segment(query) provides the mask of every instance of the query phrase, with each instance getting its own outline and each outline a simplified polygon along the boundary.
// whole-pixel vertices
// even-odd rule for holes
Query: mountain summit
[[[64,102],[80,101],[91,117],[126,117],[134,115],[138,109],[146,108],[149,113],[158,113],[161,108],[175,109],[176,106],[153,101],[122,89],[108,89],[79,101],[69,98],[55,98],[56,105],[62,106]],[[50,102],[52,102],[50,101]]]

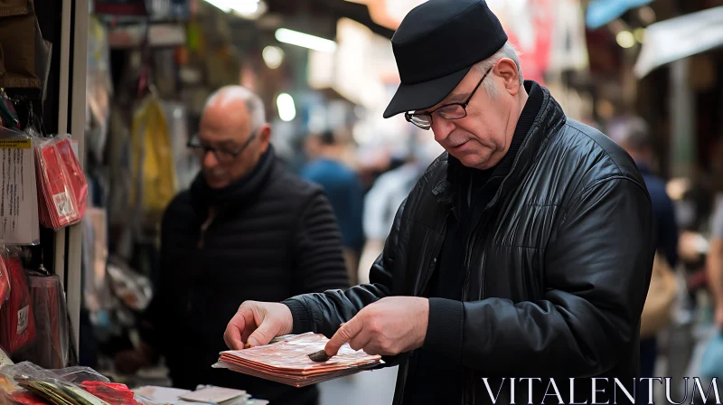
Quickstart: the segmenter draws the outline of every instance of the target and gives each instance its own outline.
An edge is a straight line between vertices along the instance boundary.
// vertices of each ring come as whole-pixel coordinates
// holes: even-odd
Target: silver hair
[[[522,78],[522,68],[520,66],[520,52],[509,41],[504,42],[504,45],[502,45],[499,51],[494,52],[493,55],[481,62],[474,64],[474,69],[476,70],[480,73],[480,77],[482,77],[482,75],[486,73],[487,71],[492,69],[498,61],[500,61],[500,60],[503,58],[511,59],[514,62],[515,66],[517,66],[517,74],[518,78],[520,79],[520,85],[521,86],[524,79]],[[490,98],[495,99],[498,95],[498,91],[497,86],[494,85],[494,81],[485,80],[483,84],[484,85],[484,89],[487,90],[487,94],[490,96]]]
[[[222,106],[235,100],[246,103],[246,108],[251,118],[251,130],[256,130],[267,123],[266,108],[261,98],[243,86],[224,86],[219,89],[206,99],[204,108],[211,104],[221,103]]]

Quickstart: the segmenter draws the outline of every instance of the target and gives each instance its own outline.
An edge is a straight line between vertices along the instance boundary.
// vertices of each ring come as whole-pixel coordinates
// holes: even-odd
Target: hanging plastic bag
[[[68,363],[68,312],[65,294],[58,276],[37,272],[28,275],[28,287],[35,318],[35,339],[18,356],[46,369],[61,369]]]
[[[110,405],[140,405],[136,400],[136,393],[126,384],[83,381],[80,387]]]
[[[73,174],[63,163],[55,146],[56,140],[46,139],[35,144],[41,223],[53,230],[78,223],[81,212],[76,200]]]
[[[61,378],[55,372],[42,369],[30,362],[5,367],[3,373],[13,378],[17,385],[27,391],[51,403],[108,405],[78,384]]]
[[[35,338],[35,318],[25,271],[16,252],[5,258],[10,276],[10,298],[0,308],[0,345],[8,354]]]

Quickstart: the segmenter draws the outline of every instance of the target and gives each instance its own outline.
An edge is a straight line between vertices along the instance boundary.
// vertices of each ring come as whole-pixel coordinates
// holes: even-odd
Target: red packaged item
[[[5,261],[0,257],[0,308],[10,298],[10,278],[7,275]]]
[[[53,230],[80,221],[71,175],[66,170],[55,140],[48,139],[36,146],[38,200],[41,223]]]
[[[83,218],[88,202],[88,182],[85,179],[83,169],[80,167],[80,162],[78,161],[78,156],[73,152],[72,144],[70,144],[70,138],[68,137],[60,137],[55,142],[55,148],[58,149],[62,164],[65,165],[65,171],[70,175],[75,193],[75,207],[78,210],[78,215]]]
[[[4,259],[11,287],[10,298],[0,308],[0,345],[8,354],[13,354],[35,338],[35,318],[20,258],[10,255]]]
[[[83,381],[83,390],[111,405],[140,405],[136,394],[126,384],[102,381]]]

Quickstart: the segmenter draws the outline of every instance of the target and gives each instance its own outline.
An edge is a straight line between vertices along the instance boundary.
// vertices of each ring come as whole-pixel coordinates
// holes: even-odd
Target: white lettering
[[[527,378],[527,377],[520,379],[521,381],[522,380],[527,380],[528,381],[527,381],[527,384],[528,384],[527,385],[528,386],[528,391],[527,391],[528,402],[527,402],[527,404],[528,405],[532,405],[532,380],[537,380],[537,381],[542,382],[542,379],[541,378]]]
[[[703,387],[700,386],[700,379],[698,378],[698,377],[695,377],[693,379],[693,381],[695,381],[695,386],[693,387],[693,396],[690,398],[690,403],[692,404],[693,401],[695,401],[695,388],[698,387],[698,391],[700,392],[700,398],[703,399],[703,403],[708,402],[708,397],[709,397],[709,395],[710,395],[710,389],[712,388],[713,389],[713,393],[716,394],[716,403],[719,404],[720,403],[720,396],[718,395],[718,383],[716,382],[716,380],[718,380],[718,378],[713,377],[713,381],[710,382],[710,385],[709,385],[708,391],[706,392],[706,395],[703,396]]]
[[[575,401],[575,379],[570,378],[570,405],[586,405],[587,403],[587,399],[585,400],[585,402]]]
[[[504,385],[504,378],[502,378],[502,381],[500,383],[500,389],[497,390],[497,395],[492,395],[492,389],[490,388],[490,381],[487,381],[487,377],[482,379],[484,381],[484,387],[487,388],[487,393],[490,394],[490,400],[492,400],[492,403],[496,404],[497,399],[500,398],[500,392],[502,391],[502,385]]]
[[[510,379],[510,391],[512,392],[512,395],[510,396],[510,399],[511,399],[510,405],[515,405],[514,404],[514,379],[513,378]]]
[[[660,383],[662,383],[662,379],[660,377],[655,377],[655,378],[644,377],[640,379],[641,381],[643,381],[643,380],[648,381],[648,405],[653,405],[653,381],[657,380]]]
[[[602,391],[597,390],[597,387],[596,387],[596,384],[597,380],[605,380],[605,381],[607,382],[607,379],[606,378],[593,378],[593,401],[590,402],[593,405],[598,403],[597,400],[596,400],[596,399],[597,398],[597,392],[605,393],[605,388]],[[610,400],[607,400],[607,402],[600,402],[600,405],[606,405],[608,403],[610,403]]]
[[[685,402],[685,400],[688,399],[688,377],[685,377],[685,398],[680,402],[676,402],[671,399],[671,378],[665,377],[665,399],[668,400],[668,403],[674,405],[681,405]]]
[[[555,390],[555,393],[554,394],[548,393],[548,392],[549,392],[549,387],[550,386],[552,386],[552,388]],[[549,379],[549,382],[548,382],[548,389],[545,390],[545,395],[542,397],[542,403],[545,403],[545,399],[548,396],[558,397],[558,403],[559,403],[559,405],[564,405],[565,404],[565,401],[562,400],[562,396],[559,394],[559,390],[558,390],[558,384],[555,383],[555,379],[553,379],[553,378]]]
[[[623,392],[625,393],[625,396],[627,397],[628,400],[630,400],[630,403],[631,404],[635,403],[635,398],[634,398],[635,397],[635,385],[636,385],[635,379],[634,378],[633,379],[633,395],[631,395],[630,391],[627,391],[625,386],[623,385],[622,382],[620,382],[620,380],[615,379],[615,385],[617,387],[620,387],[621,389],[623,389]],[[617,405],[617,389],[615,389],[615,393],[613,394],[613,401],[614,401],[614,403],[615,405]]]

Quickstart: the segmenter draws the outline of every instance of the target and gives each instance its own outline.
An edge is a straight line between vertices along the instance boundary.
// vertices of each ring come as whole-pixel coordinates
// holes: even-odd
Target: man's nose
[[[217,165],[219,165],[219,159],[216,158],[216,154],[212,150],[203,152],[203,166],[211,169]]]
[[[435,140],[441,144],[455,130],[455,124],[449,119],[445,119],[436,115],[432,119],[431,129],[435,133]]]

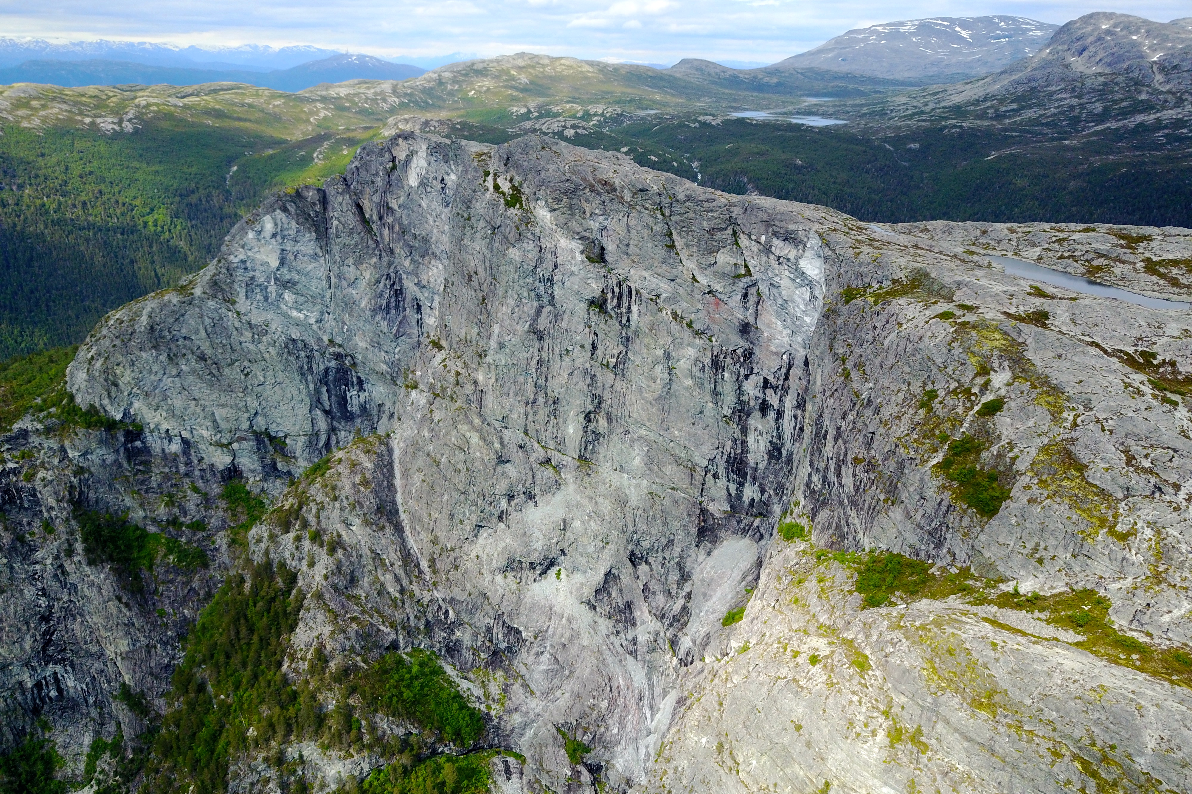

================

Stated exercise
Copy the entire listing above verbatim, leaving out the pictures.

Written reply
segment(query) provides the mask of every instance of the query phrase, with each instance getting its own outline and each outline a simplified polygon along the boundary.
// whole-pixel vertices
// even-odd rule for holes
Query: mountain summit
[[[64,102],[80,101],[91,117],[126,117],[134,115],[138,109],[146,108],[149,113],[158,113],[161,108],[175,109],[176,106],[153,101],[122,89],[108,89],[79,101],[69,98],[55,98],[56,105],[62,106]],[[50,102],[52,102],[50,101]]]

Quickstart: the segmenter draws the outline of every instance of the target and gives each instance its own outline.
An edge is a straight line between vertices along the instance boundary.
// vertices of each ring come as whole-pixel coordinates
// holes: even-odd
Target: silver hair
[[[522,78],[522,68],[520,66],[520,52],[509,41],[504,42],[504,45],[502,45],[499,51],[494,52],[493,55],[481,62],[474,64],[474,69],[476,70],[480,73],[480,77],[482,77],[482,75],[486,73],[487,71],[492,69],[498,61],[500,61],[500,60],[503,58],[511,59],[514,62],[515,66],[517,66],[517,74],[518,78],[520,79],[520,85],[521,86],[524,79]],[[490,98],[495,99],[498,95],[498,91],[497,86],[494,85],[494,81],[485,80],[483,84],[484,85],[484,89],[487,90],[487,94],[490,96]]]
[[[222,106],[235,100],[246,103],[246,108],[251,118],[251,130],[256,130],[267,123],[266,108],[261,98],[243,86],[224,86],[219,89],[206,99],[204,108],[211,104],[221,103]]]

Quickstart: the segmenter draws the outline of every instance of the target and gives each instance its own outline.
An edge is a straight line between vertices along the instance boundary.
// vertices of each ring come as whole-pixel coordinates
// holes: even-odd
Target: hanging plastic bag
[[[68,363],[68,312],[65,294],[58,276],[37,272],[28,275],[28,287],[35,318],[35,339],[18,356],[46,369],[61,369]]]
[[[110,405],[140,405],[136,400],[136,393],[126,384],[83,381],[80,387]]]
[[[73,174],[63,163],[55,146],[56,140],[46,139],[35,144],[41,223],[53,230],[78,223],[81,212],[76,200]]]
[[[61,378],[55,372],[42,369],[30,362],[5,367],[3,373],[13,378],[17,385],[27,391],[51,403],[108,405],[78,384]]]
[[[35,338],[35,318],[25,271],[16,252],[5,258],[10,276],[10,298],[0,308],[0,345],[8,354]]]

Quickstart: the segmenter draws the outline of every instance of the target and gives each instance its own outline.
An edge is a straight line between vertices along the instance boundary.
// vertices of each ring come as whole-pixel coordinates
// holes: even-odd
Target: red packaged item
[[[5,261],[0,257],[0,308],[10,298],[10,278],[7,275]]]
[[[53,230],[80,221],[71,175],[66,170],[55,140],[48,139],[36,146],[38,200],[41,223]]]
[[[83,218],[88,202],[88,182],[85,179],[83,169],[80,167],[80,162],[78,161],[78,156],[73,152],[72,144],[70,144],[70,138],[68,137],[60,137],[55,142],[55,148],[58,149],[62,164],[65,165],[65,171],[70,175],[75,193],[75,207],[78,210],[78,215]]]
[[[4,259],[11,287],[10,298],[0,308],[0,345],[8,354],[13,354],[35,338],[35,318],[20,258],[10,255]]]
[[[83,381],[83,390],[111,405],[140,405],[136,394],[126,384],[102,381]]]

Quickstart: the segmenter draws the outline of every instance of the target and gives each instance its own outline.
An edge is a straight line between vertices along the instance boundary.
// vertices of each ring come as whole-pixel coordinates
// holes: even-odd
Target: white lettering
[[[527,378],[527,377],[520,379],[521,381],[522,380],[527,380],[528,381],[527,381],[527,384],[528,384],[527,385],[528,386],[528,391],[527,391],[528,402],[527,402],[527,404],[528,405],[532,405],[532,380],[537,380],[537,381],[542,382],[542,379],[541,378]]]
[[[703,387],[700,386],[700,379],[698,378],[698,377],[695,377],[693,379],[693,381],[695,381],[695,386],[693,387],[693,396],[690,398],[690,403],[692,404],[693,401],[695,401],[695,388],[698,387],[698,391],[700,392],[700,398],[703,399],[703,403],[708,402],[708,397],[709,397],[709,395],[710,395],[710,389],[712,388],[713,389],[713,393],[716,394],[716,403],[719,404],[720,403],[720,396],[718,395],[718,383],[716,382],[716,380],[718,380],[718,378],[713,377],[713,381],[710,382],[710,385],[709,385],[708,391],[706,392],[706,395],[703,396]]]
[[[575,401],[575,379],[570,378],[570,405],[586,405],[587,403],[587,399],[585,400],[585,402]]]
[[[504,385],[504,378],[502,378],[502,381],[500,383],[500,389],[497,390],[497,395],[492,395],[492,389],[490,388],[490,381],[487,381],[487,377],[482,379],[484,381],[484,387],[487,388],[487,393],[490,394],[490,400],[492,400],[492,403],[496,404],[497,399],[500,398],[500,392],[502,391],[502,385]]]
[[[510,379],[510,391],[512,392],[512,395],[510,396],[510,399],[511,399],[510,405],[515,405],[514,404],[514,379],[513,378]]]
[[[660,383],[662,383],[662,379],[660,377],[655,377],[655,378],[644,377],[640,379],[641,381],[643,381],[643,380],[648,381],[648,405],[653,405],[653,381],[657,380]]]
[[[602,391],[597,390],[597,387],[596,387],[596,384],[597,380],[605,380],[605,381],[607,382],[607,379],[606,378],[593,378],[593,401],[590,402],[593,405],[598,403],[597,400],[596,400],[596,399],[597,398],[597,392],[605,393],[605,388]],[[610,400],[607,400],[607,402],[600,402],[600,405],[606,405],[608,403],[610,403]]]
[[[685,402],[685,400],[688,399],[688,377],[685,377],[685,398],[680,402],[676,402],[671,399],[671,378],[665,377],[665,399],[668,400],[668,403],[674,405],[681,405]]]
[[[555,390],[555,393],[554,394],[548,393],[548,392],[549,392],[549,387],[550,386],[552,386],[552,388]],[[549,379],[549,382],[548,382],[548,389],[545,390],[545,395],[542,397],[542,403],[545,403],[545,399],[548,396],[558,397],[558,403],[559,403],[559,405],[564,405],[565,404],[565,401],[562,400],[562,396],[559,394],[559,390],[558,390],[558,384],[555,383],[555,379],[553,379],[553,378]]]
[[[623,392],[625,393],[625,396],[627,397],[628,400],[630,400],[630,403],[631,404],[635,403],[635,398],[634,398],[635,397],[635,385],[636,385],[635,379],[634,378],[633,379],[633,395],[631,395],[630,391],[627,391],[625,386],[623,385],[622,382],[620,382],[620,380],[615,379],[615,385],[617,387],[620,387],[621,389],[623,389]],[[617,405],[617,389],[615,389],[615,393],[613,394],[613,401],[614,401],[614,403],[615,405]]]

Quickstart: the segmenter draws the outline of every instance of the target and gives each instance its own outline.
An edge is a straight line between vertices along the instance boundary.
// vertices of each ring come as whole-pixel coordinates
// holes: even-odd
Target: man's nose
[[[217,165],[219,165],[219,159],[216,158],[216,154],[212,150],[203,152],[203,166],[211,169]]]
[[[435,140],[441,144],[455,130],[455,124],[449,119],[445,119],[436,115],[432,119],[431,129],[435,133]]]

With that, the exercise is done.